§ Problem statement:
Reproduce every one of the following records word for word, without changing anything.

* Start Records for the exercise *

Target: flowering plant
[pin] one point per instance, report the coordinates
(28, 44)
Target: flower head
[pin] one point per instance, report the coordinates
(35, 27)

* End Records for the exercise *

§ Expected output:
Target: flowering plant
[pin] one point per instance, report the coordinates
(28, 44)
Target: flower head
[pin] one point per instance, report the coordinates
(35, 27)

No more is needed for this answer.